- **TASK ITEM**:
Restate each entry word for word, leaving nothing out.

- **INPUT DATA**:
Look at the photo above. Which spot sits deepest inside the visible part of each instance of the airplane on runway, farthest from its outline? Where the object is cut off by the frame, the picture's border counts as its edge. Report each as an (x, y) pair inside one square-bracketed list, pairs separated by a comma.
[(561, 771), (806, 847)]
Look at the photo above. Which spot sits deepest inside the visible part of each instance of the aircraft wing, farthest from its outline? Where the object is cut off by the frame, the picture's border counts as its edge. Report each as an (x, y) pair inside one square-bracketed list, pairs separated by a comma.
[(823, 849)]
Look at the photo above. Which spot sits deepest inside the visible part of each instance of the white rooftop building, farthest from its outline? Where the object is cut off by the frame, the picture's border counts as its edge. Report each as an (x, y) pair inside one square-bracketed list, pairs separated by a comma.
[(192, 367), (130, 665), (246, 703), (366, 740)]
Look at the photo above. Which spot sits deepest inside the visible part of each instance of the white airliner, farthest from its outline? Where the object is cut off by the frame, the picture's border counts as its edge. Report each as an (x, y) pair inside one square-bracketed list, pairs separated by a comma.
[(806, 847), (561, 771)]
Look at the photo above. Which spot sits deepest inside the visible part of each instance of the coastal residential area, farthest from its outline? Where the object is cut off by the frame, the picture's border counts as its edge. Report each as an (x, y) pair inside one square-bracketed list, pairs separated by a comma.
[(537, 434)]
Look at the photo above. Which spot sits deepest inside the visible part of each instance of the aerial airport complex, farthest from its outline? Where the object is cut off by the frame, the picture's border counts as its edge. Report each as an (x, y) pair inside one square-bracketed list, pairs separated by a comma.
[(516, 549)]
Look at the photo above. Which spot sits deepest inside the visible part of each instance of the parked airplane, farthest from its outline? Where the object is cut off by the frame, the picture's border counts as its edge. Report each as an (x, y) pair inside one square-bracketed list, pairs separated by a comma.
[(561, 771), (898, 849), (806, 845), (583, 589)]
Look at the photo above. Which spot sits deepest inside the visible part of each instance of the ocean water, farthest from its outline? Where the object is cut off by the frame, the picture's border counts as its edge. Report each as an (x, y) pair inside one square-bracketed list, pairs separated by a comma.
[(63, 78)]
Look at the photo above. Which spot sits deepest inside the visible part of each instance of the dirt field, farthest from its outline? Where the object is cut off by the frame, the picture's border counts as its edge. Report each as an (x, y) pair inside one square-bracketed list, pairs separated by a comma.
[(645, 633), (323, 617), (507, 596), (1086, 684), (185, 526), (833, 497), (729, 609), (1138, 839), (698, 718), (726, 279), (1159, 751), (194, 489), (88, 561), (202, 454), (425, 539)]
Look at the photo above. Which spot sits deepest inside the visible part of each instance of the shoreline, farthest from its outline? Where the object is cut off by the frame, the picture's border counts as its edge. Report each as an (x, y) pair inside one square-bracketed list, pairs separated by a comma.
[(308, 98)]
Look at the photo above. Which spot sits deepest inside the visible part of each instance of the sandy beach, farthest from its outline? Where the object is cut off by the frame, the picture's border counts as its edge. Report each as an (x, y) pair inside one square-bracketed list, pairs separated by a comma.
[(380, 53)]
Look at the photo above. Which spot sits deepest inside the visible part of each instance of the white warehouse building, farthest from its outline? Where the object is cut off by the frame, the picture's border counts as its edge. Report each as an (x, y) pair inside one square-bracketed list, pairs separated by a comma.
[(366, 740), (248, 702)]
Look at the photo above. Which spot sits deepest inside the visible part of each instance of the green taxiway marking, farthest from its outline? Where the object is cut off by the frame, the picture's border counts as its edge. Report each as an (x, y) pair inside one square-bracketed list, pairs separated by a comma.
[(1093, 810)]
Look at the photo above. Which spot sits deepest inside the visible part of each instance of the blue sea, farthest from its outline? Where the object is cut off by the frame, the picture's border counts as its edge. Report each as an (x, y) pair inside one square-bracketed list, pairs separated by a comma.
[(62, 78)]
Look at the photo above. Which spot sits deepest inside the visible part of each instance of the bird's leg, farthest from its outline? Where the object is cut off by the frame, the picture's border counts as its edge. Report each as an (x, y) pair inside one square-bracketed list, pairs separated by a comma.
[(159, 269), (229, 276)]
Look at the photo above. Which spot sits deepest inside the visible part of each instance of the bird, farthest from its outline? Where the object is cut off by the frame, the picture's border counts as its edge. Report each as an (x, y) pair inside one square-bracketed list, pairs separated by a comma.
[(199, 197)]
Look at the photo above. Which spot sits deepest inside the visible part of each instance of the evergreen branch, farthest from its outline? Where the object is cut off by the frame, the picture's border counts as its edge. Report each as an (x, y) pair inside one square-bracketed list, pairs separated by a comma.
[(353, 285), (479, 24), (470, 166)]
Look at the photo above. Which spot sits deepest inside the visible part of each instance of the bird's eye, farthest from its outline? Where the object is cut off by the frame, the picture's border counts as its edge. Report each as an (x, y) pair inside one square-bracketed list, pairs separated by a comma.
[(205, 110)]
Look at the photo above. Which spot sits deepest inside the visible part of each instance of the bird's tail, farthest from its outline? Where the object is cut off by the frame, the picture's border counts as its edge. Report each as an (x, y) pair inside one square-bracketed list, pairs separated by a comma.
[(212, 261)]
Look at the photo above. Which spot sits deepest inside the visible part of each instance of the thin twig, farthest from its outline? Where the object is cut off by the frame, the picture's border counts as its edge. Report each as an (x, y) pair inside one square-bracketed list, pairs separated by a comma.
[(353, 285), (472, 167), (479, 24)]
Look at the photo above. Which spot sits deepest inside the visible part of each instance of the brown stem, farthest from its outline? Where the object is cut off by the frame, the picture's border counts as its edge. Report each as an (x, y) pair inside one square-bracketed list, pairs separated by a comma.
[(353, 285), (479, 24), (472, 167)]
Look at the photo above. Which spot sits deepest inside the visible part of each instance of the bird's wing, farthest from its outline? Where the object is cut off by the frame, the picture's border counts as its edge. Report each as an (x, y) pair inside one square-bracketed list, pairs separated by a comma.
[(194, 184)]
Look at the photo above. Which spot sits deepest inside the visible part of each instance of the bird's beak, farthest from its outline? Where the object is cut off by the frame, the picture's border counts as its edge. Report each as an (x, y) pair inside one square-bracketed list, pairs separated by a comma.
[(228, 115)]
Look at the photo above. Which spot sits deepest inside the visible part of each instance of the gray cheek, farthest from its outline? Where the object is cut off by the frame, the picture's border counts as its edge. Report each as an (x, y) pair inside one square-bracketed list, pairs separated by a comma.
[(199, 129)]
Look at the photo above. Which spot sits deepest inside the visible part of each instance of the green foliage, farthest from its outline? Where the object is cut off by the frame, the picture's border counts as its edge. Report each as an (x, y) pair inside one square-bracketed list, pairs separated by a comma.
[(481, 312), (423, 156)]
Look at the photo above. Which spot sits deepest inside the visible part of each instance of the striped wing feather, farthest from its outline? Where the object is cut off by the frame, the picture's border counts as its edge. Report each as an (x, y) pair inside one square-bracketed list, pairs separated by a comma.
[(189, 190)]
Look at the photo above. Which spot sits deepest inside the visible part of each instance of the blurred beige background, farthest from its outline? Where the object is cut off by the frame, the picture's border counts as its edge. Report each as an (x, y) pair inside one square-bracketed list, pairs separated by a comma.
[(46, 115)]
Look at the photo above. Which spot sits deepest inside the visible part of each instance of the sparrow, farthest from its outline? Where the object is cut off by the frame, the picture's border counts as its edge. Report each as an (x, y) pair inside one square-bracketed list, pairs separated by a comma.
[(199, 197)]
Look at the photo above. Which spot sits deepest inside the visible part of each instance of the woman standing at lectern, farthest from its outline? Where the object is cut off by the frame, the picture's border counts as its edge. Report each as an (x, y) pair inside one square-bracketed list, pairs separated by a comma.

- **FINISHED TASK**:
Look at the photo above. Which spot sits deepest inside the visible part of each instance of the airplane on runway, farthest from its outline? Where the object is cut off by the frame, the picture's border counts as its edge. Report each as an (x, y) pair inside one square-bracketed list, pairs separated by a comma.
[(561, 771), (806, 847)]
Look at the photo above. Which spot sits deepest inside the visible part of each instance of the aircraft wing, farthest from its outline? Where the object is cut off by the frame, the picture's border counts as its edge. Report each as an (x, y) pair inside one square-bracketed list, pairs separated by a comma.
[(823, 849)]
Look at the photo above. Which spot sits deepest inside the visible part of each instance of the white rooftop building, farthest from its outline? Where the object is cut off by the frame, the picture's border counts as its edge. Report each as an (x, y) pair inside one square-bracketed list, pairs separated by a comma.
[(192, 367), (130, 665), (246, 703), (366, 740)]
Look at the photo above. Which spot sits deepest inside the visible part of each instance of the white airliner, farthest from its outline? Where the object is cut off by the frame, the picture's border counts as its edge. Report each as an (x, y) pair inside one square-bracketed list, pairs separated by a comma.
[(806, 847), (561, 771)]
Look at the photo above. Which spot sits deepest inside the visible part of each instance of the coastal residential area, farthest from its outline? Where the object is cut off by the frame, the picture's border counts as its edge. Report each as an (x, y) pair inside one square-bracketed list, pairs separated by a comma.
[(537, 434)]
Look at the photo above. Which spot sits deepest inside the visible part of each instance of the aerial airport complex, farthest from its outline? Where the object is cut off by the frame, the picture's border counts as its edge. Report each as an (x, y) pair inside one square-bracketed list, pairs separated by a comma.
[(516, 549)]
Look at the photo above. Which spot sits deepest inside the visible part of each instance of the parked airplane, farthest from its outline? Where the object is cut off by the frame, the picture's border counts as its edge. Report each as an (x, y) pair inside one square-bracketed list, pairs separated by a comma.
[(561, 771), (898, 849), (806, 845), (583, 589)]
Look at the photo above. Which spot sits deepest inside the visible part of each instance of the ocean water, farthest from its outline? Where the object is cut off by the frame, the picture's border counts as its edge. Report each as an (x, y) pair inside one square-bracketed list, pairs separated by a comma.
[(63, 78)]
Look at the photo above. Which spot sits deepest inside the visible part of each instance of the dirt field, farthest from its outline? Where the object is cut off by the frame, the picture's border counts as its edge. Report each as an (x, y) pair inside one square-bracketed list, pairs separated by a comma.
[(645, 633), (323, 617), (507, 596), (1086, 684), (185, 526), (833, 497), (729, 609), (1138, 839), (698, 718), (726, 279), (1159, 751), (194, 489), (88, 561), (202, 454), (425, 539)]
Look at the photo above. Which spot sits deepest inside the visible part of each instance of the shoreline, farthest from its outline? Where the object is cut off by the frame, the picture's border counts as its edge. Report each as an (x, y) pair inside one square-bracketed list, pairs separated by a comma.
[(308, 98)]
Look at the photo above. Which spot sits deepest inside the visible part of each instance of the sandy beach, farthest from its outline? Where the object is cut off by the frame, the picture's border counts as its edge. Report each as an (x, y) pair inside one square-bracketed list, pairs separated by a comma.
[(380, 53)]
Look at the photo above. Which spot sits deepest inside the visible part of each instance of the white warehouse building, farthest from its outline? Where the object is cut off by the frame, the picture's border counts as its edge. Report each as an (x, y) pair inside one square-bracketed list, pairs separated by a comma.
[(366, 740), (248, 702)]
Look at the photo above. Which spot sits deepest inside the visible part of each instance of the green taxiway marking, farthest from its outline? Where the object is cut off by the frame, the picture's border counts as its edge. Report each as an (x, y) pair inside one square-bracketed list, pairs separated by a comma.
[(1093, 810)]
Look at the photo above. Which spot sits deepest inside the visible part of each instance of the blue sea, farthest from its outline? Where the object is cut off by the frame, the picture's border counts as its edge. Report each as an (x, y) pair inside one square-bracketed list, pairs separated by a comma.
[(62, 78)]
Look at the photo above. Which spot sits deepest inside the visible part of each instance of the bird's leg, farthest from its outline? Where the object is cut off by the frame, the picture's border counts as its edge. Report each as an (x, y) pair inside one square-bracketed list, pairs separated by a comma.
[(159, 269), (229, 276)]
Look at the photo above. Which spot sits deepest inside the visible part of each instance of the bird, farthest from its outline? Where the object is cut off by the frame, the picture's border counts as its edge. Report each as an (x, y) pair inside one square-bracketed list, pairs separated by a comma.
[(199, 197)]
Look at the photo above. Which spot sits deepest inside the visible part of each instance of the evergreen branch, farthest from its outline? Where the object is cut off by the frame, the picture's border counts as its edge. Report each as an (x, y) pair inside one square-bracketed list, pairs separated by a comma.
[(353, 285), (479, 24), (470, 166)]
Look at the photo above. Which spot sits deepest inside the visible part of each instance of the bird's eye, farthest from its outline? Where the object is cut off by the frame, the picture's border counts as its edge. Report each as an (x, y) pair inside one square-bracketed list, pairs separated by a comma.
[(205, 110)]
Look at the photo above. Which spot sits deepest inside the visible part of each instance of the bird's tail, farthest from its outline? Where the object is cut off by the frame, the picture's border counts as its edge. Report each as an (x, y) pair inside one square-bracketed list, pairs separated by a comma.
[(212, 261)]
Look at the photo above. Which spot sits deepest inside the visible part of each instance of the thin twig, farthest from its outline? Where the object is cut off by the frame, the picture's border counts as its edge. Report each as an (x, y) pair inside one square-bracketed list, pairs separated by a comma.
[(353, 285), (472, 167), (479, 24)]
Look at the photo above. Which spot sits deepest inside the visible part of each instance of the brown stem, farthest from its outline? Where the object is cut off by the frame, the picture's border counts as its edge. Report each as an (x, y) pair inside one square-bracketed list, pairs separated by a comma.
[(353, 285), (479, 24), (472, 167)]
Look at the photo above. Which spot sits deepest inside the visible part of each instance of the bird's wing, farthest from its outline? Where the object is cut off by the frame, the picture's border counts as its edge. Report each as an (x, y) pair inside one square-bracketed list, pairs separated by a comma.
[(194, 184)]
Look at the photo above. Which spot sits deepest inside the visible part of each instance of the bird's beak, farthest from its outline? Where the object is cut off by the frame, the picture's border counts as its edge. Report each as an (x, y) pair inside one square-bracketed list, pairs separated by a comma.
[(228, 115)]
Look at the photo above. Which spot sits deepest inside the visible part of each instance of the gray cheek, farthest from its outline? Where the object is cut off by the frame, the picture's border counts as its edge. Report each as an (x, y) pair inside one square-bracketed list, pairs separated by a comma.
[(199, 129)]
Look at the photo above. Which spot sits deepest inside the visible part of each instance of the green foliage, farthest from its outline? Where the object is cut off by the frame, the picture's border counts as its edge. Report each as an (x, y) pair inside one square-bracketed list, pairs separated by a comma.
[(481, 312), (423, 156)]
Look at the photo above. Which spot sits deepest inside the visible part of each instance of the striped wing feather, farthest from its outline? Where the object is cut off by the frame, the picture's border counts as its edge. Report each as an (x, y) pair inside one square-bracketed list, pairs separated by a comma.
[(189, 190)]
Look at the photo above. Which spot sits deepest inside the visible part of each instance of the blurred beige background, farthest from its outline? Where the object is cut off by the frame, the picture's border counts as its edge. Report each as an (x, y) pair inside one square-bracketed list, pairs separated by a comma.
[(46, 115)]
Look at the photo above. Which spot sits deepest inside the visible part of each instance of the sparrow, farthest from its outline? Where the object is cut off by the frame, the picture's border counts as its edge. Report each as an (x, y) pair inside one square-bracketed list, pairs separated by a comma.
[(199, 197)]
Look at the photo above. Which spot sits deepest inside the visible part of each instance of the woman standing at lectern, farthest from its outline? Where the object is cut off by the frame, the picture's border counts as its edge. Report each as an (x, y) pair inside one square-bracketed list, pairs separated by a comma.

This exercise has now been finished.